TASK OBJECTIVE => Give back the whole listing exactly as shown.

--- begin RECORDS FOR THE TASK ---

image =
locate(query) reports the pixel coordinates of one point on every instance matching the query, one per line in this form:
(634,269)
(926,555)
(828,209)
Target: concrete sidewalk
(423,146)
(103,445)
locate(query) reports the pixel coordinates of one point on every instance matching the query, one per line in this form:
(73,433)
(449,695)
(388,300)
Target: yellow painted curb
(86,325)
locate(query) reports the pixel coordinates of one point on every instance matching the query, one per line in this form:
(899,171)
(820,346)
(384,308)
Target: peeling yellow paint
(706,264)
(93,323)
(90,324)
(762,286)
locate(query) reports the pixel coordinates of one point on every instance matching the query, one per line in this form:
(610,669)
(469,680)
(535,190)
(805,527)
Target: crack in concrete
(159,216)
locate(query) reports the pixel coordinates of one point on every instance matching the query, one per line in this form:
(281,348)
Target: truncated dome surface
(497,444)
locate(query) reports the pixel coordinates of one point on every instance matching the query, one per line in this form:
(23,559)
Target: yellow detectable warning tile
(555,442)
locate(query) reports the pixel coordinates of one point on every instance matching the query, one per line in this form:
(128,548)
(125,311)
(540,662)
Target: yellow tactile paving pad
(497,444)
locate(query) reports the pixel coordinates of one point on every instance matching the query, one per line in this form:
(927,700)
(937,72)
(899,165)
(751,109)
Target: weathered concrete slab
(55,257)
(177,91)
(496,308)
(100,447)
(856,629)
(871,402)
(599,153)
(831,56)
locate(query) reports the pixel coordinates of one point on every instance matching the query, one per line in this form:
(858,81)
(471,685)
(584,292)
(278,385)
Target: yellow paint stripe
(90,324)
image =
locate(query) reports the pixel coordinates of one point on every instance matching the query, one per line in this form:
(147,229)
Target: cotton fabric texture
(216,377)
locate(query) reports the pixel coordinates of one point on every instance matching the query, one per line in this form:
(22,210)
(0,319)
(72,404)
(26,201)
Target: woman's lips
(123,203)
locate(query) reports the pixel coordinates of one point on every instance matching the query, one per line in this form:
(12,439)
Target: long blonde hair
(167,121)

--- end RECORDS FOR THE TASK ---

CORRECT OUTPUT =>
image =
locate(query) reports the pixel coordinates of one point on every instance matching the query, one per line in this form:
(634,269)
(926,555)
(828,209)
Target: concrete sidewalk
(423,146)
(103,445)
locate(query) reports the pixel coordinates of one point on every instance matching the query, one per line in this form:
(73,433)
(449,695)
(388,300)
Target: yellow painted curb
(86,325)
locate(query) reports the pixel coordinates of one point on every instance matching the query, one per line in this form:
(899,171)
(820,346)
(384,308)
Target: peeling yellow paint
(706,264)
(93,323)
(90,324)
(762,286)
locate(query) reports the pixel coordinates of one point on every instance matching the query, one per line in this form:
(610,669)
(469,680)
(535,190)
(805,527)
Target: crack in concrete
(159,216)
locate(query) reports the pixel coordinates of one point on every instance matching the query, one per line in this form:
(281,348)
Target: truncated dome surface
(497,444)
locate(query) reports the pixel coordinates of one point on every instance matching the query, one per line in this form:
(23,559)
Target: yellow detectable warning tile
(555,442)
locate(query) reports the pixel coordinates of one point on every instance matching the query, one per line in this form:
(128,548)
(125,311)
(540,662)
Target: yellow tactile paving pad
(497,444)
locate(query) reports the pixel coordinates of one point on every instance matching the query, one per line in this form:
(927,700)
(937,72)
(899,165)
(751,109)
Target: weathered concrete slab
(55,257)
(177,91)
(496,308)
(100,447)
(856,629)
(871,402)
(599,153)
(831,56)
locate(query) reports the pixel coordinates of one point on every instance matching the query, one per line in this form:
(858,81)
(471,685)
(584,292)
(278,385)
Target: yellow paint stripe
(90,324)
image =
locate(query) reports the pixel coordinates of one point on every instance matching the query, one per line in this form:
(147,229)
Target: cotton fabric texture
(216,377)
locate(query) reports the pixel coordinates of one point on every instance matching the query, one per line in this form:
(22,210)
(0,319)
(72,404)
(26,201)
Target: woman's lips
(123,203)
locate(query) reports the pixel coordinates of one point on every instance matching the query, one per line in this form:
(12,439)
Target: long blonde hair
(167,121)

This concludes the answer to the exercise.